::: Dataset records :::

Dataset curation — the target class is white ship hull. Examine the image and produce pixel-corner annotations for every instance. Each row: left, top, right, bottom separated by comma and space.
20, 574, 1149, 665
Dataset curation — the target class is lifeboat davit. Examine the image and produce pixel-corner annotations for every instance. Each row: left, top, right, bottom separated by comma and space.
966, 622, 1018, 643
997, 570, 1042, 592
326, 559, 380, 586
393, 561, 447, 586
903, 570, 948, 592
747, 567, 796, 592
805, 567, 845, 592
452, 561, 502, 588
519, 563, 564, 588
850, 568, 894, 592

:::
::: Dataset records :::

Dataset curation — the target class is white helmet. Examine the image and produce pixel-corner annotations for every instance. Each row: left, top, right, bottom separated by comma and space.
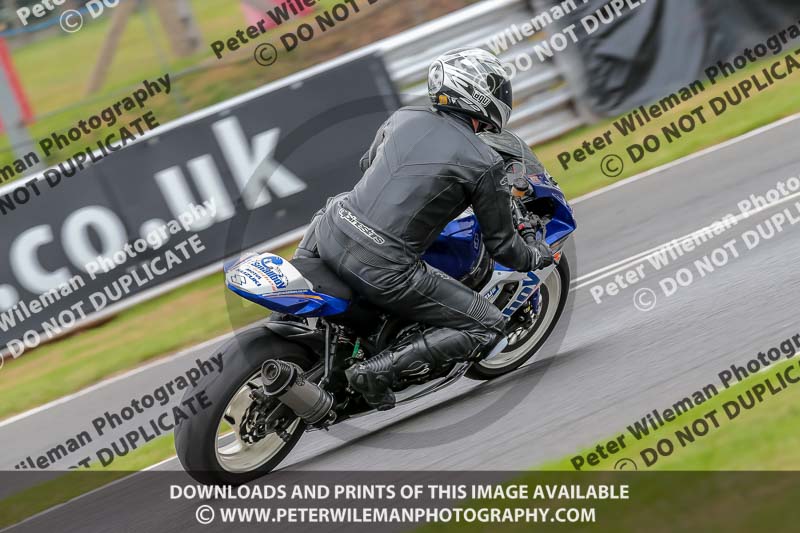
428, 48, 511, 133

:::

**Instruction:** Gather every line of the records above that contains the string "lifeboat", treating uppercase and lowercase as different.

**Result of the task:**
Dataset curation — the target class is lifeboat davit. Examine the image and produce pixel-corner annotations for every instance. Each row: left, top, right, bottom separated by comma and space.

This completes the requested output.